[Start EXCERPTED TEXT]
Hanwha Q-Cells GmbH, the Korean PV manufacturer with German roots, sold more than 760 MW of its high-performance modules in Germany last year to top the market, according to an internal company report.

Hanwha said it also expanded in the United Kingdom, the Netherlands and other European countries. The company reported European sales of 1.7 GW to achieve 15% market share as 11.3 GW of products were shipped into the bloc last year.

The manufacturer said it delivered 7 GW of modules worldwide with Europe one of its two biggest markets despite fierce competition which has driven down module prices 40% in three years. The second half of last year saw the most pronounced fall in prices during that time, following the change in public solar subsidy policy announced by Beijing at the end of May.

However, those lower prices – and pressure on Hanwha’s module margins – made solar much more attractive across Europe, including on a subsidy-free basis.
[End EXCERPTED TEXT]
[Start RECORDS TO USE]
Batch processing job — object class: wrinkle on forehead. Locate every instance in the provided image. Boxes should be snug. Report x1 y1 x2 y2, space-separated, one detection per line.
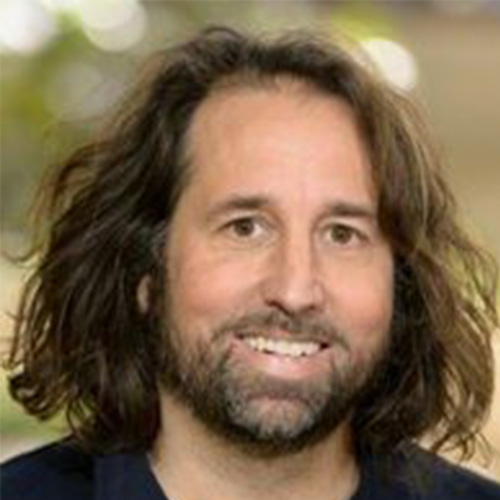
182 79 376 219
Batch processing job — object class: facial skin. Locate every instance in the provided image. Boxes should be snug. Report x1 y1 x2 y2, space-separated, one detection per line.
158 82 393 453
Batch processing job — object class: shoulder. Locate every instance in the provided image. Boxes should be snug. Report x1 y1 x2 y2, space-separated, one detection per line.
401 447 500 500
0 441 94 500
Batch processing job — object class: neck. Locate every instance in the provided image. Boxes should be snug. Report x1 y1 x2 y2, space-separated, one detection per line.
150 397 359 500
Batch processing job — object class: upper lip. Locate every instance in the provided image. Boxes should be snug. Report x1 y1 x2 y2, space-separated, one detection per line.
236 330 331 347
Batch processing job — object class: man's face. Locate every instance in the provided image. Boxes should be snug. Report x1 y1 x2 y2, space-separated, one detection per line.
158 85 393 452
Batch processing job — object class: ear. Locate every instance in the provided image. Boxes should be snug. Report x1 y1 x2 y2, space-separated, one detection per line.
136 274 151 314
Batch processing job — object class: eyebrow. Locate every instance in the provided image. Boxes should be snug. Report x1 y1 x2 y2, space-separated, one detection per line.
206 195 376 221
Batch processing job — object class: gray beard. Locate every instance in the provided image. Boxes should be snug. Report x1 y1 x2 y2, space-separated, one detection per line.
154 312 387 458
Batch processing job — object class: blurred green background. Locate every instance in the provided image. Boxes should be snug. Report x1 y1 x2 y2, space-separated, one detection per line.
0 0 500 478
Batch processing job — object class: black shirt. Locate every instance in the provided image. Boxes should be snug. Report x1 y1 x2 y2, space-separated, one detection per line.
0 442 500 500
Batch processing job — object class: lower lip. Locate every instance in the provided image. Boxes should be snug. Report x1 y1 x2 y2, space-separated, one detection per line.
232 339 332 379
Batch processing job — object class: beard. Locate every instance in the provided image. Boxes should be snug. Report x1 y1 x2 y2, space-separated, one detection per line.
156 309 387 458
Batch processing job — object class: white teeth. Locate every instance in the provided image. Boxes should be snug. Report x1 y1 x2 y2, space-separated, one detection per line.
244 337 320 358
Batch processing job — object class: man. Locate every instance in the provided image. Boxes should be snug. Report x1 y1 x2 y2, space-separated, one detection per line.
2 29 500 500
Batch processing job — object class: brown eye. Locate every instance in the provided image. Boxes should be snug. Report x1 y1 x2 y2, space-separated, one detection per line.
230 217 257 238
330 224 357 245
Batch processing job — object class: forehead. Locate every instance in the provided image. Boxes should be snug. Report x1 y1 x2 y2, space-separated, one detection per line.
[End RECORDS TO USE]
PROBLEMS TO SOLVE:
A. Answer each question from the passage on Hanwha Q-Cells' module sales.
(i) How many megawatts of modules did the company sell in Germany last year?
(ii) What market share did its European sales of 1.7 GW achieve?
(iii) By what percentage has fierce competition driven down module prices in three years?
B. Render the bounding-box listing, from its start up to and including the line with "182 79 376 219", as a two-column CSV with the columns text and answer. Each row should pair a text with its answer, each in one quoted field with line breaks turned into spaces, and the pictures should be left out.
The excerpted text and the bounding-box listing have no connection to each other.

ANSWERS:
A.
(i) More than 760 MW
(ii) 15%
(iii) 40%

B.
text,answer
"Batch processing job — object class: wrinkle on forehead. Locate every instance in the provided image. Boxes should be snug. Report x1 y1 x2 y2, space-separated, one detection per line.","182 79 376 219"